Would love to come but that weekend is my DD birthday and her party so I don't think its possible, however I hope the invitation extends to the next meet up as I would really like to meet you all. Im in Wimbledon and wouldn't mind travelling for meet as I never seem to get out of SW19 xxxx


----------



## lainey-lou

Hi Girls

I am really sorry but I have c*cked up    I have booked something for Saturday 27 September and it is not something I can get out of.  Does anyone object to the meet being on the Sunday?  I know we hadn't decided on a date but if others cannot do the Sunday then you should go ahead without me as I am a  

Lainey x


----------



## lyndalou

Hi Ladies  Is the meet up still going ahead


----------



## SUSZY

Hi just posting and noticed Lyndalou that you had posted and I do think its going ahead but probably best to post on the normal secondary thread as well.
I am up for doing it on Sunday but am happy to make it the weekend as in travel on Sat and do something that afternoon and am happy to make it around the Bham area.  We really need to do final list of whose attending although am upset at the thought of Cinders not coming.  
love susie


----------



## lyndalou

Cinders  You must come hon. Everyone is so trilled for you and it gives us all so much hope. Please be there it just wouldnt
            be the same without you. You have always been there for me and was looking forward to putting a face to the lovely
            words 

Suszy    Thanks for that hon will await time date etc


----------



## SUSZY

HI
any more decisons re our meet up??

I can make the Sunday.

Lets make a decison soon girls - would love to see any of you again.

I am in Bham area on 18th and 26th if anyone fancies meeting up.

love to you all

susie


----------



## jobo5572

Perhaps we need a final list of names and where people live so we can work out where to go ?  I'm up for it.


----------



## Pand

I can only do the Sunday I'm afraid, but am happy to meet up where ever.  Obviously Birmingham is easy for me, but am willing to travel.  Come on  Cinders everyone wants you there. Please come.

Pand


----------



## SUSZY

Hi

I am up for Sunday and am happy to travel to Bham/Worcester area.
Perhaps could meet at play area/barn/brewsters say at 12pm - any ideas?
I think those who have shown interest are

Pand
Jobo
Lainey
myself
lyndalou
ffh
nic but may be too far to come??

we want cinders to come


----------



## jobo5572

If it's not too far for people to travel, we could perhaps meet at Webbs of Wychbold which is just off junction 5 of the M5 (webbsdirect.co.uk).  It's a lovely big garden centre with an outdoor play area and an indoor cafe with a little play area for the children, plus a few small animals and loads of fish to see.  Just an idea.


----------



## SUSZY

jobo you are brill with all your ideas.
Sounds good to me.
I will be there!


----------



## jobo5572

Much as I'd like to take the credit, I must admit it was Pand's idea  !!!!!

Can't make 12 o clock though, but probably 12.30.


----------



## SUSZY

you know me with time it would have been nearer 1230ish- lets say 1pm and give us all plenty of time.
Looking forward to it and can see on the map its really close to motorway.
take care


----------



## Pand

I will see you all there at 1pm!!!!!!  Come on Cinders... please reconsider.

- DATA SUPPLIED
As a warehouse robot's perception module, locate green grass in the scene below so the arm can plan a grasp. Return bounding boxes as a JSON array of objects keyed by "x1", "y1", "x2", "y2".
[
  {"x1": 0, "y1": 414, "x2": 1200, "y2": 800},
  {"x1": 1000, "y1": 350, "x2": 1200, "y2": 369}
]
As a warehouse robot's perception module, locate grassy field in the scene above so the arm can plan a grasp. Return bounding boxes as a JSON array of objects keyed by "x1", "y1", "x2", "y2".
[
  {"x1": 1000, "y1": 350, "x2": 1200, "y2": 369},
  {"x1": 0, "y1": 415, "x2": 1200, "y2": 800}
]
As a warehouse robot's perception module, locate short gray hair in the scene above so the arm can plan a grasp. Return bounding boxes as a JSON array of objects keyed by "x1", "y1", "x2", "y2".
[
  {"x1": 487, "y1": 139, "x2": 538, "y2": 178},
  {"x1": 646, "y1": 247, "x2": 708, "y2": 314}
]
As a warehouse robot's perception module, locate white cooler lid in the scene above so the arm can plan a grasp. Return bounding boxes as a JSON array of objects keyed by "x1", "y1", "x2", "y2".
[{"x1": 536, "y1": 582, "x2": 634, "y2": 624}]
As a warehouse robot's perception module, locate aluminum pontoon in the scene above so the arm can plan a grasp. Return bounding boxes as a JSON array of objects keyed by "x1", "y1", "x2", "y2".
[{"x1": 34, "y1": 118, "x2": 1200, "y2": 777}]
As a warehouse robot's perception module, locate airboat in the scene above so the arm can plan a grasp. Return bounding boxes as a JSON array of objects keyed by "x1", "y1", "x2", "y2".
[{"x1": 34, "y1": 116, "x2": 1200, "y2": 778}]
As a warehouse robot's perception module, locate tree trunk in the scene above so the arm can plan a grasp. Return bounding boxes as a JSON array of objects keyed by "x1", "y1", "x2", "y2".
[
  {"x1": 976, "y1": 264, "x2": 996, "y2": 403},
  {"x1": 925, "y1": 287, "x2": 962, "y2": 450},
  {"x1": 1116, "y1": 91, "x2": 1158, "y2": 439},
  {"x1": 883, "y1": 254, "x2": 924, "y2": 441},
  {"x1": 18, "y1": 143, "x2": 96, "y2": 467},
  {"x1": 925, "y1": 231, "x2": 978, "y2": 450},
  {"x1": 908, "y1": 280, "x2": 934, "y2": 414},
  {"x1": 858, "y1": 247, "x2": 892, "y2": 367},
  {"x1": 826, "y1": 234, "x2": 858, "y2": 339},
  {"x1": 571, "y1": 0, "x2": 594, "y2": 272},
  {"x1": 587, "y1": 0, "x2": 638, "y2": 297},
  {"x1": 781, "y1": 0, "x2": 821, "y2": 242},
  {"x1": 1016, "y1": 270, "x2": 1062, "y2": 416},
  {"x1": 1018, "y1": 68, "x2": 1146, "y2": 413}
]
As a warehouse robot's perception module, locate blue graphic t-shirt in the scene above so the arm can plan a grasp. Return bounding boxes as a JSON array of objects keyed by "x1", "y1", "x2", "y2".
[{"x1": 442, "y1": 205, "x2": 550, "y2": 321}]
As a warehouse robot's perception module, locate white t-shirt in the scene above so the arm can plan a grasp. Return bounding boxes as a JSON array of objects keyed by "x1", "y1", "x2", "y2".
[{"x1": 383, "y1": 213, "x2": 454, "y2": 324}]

- WHAT IS EXPECTED
Change "garden centre" to "farm shop" in the meet-up thread, starting at "If it's not" and ending at "all your ideas.", and write out that stretch with the change. You can complete this without the records.

- TASK RESULT
If it's not too far for people to travel, we could perhaps meet at Webbs of Wychbold which is just off junction 5 of the M5 (webbsdirect.co.uk).  It's a lovely big farm shop with an outdoor play area and an indoor cafe with a little play area for the children, plus a few small animals and loads of fish to see.  Just an idea.


----------



## SUSZY

jobo you are brill with all your ideas.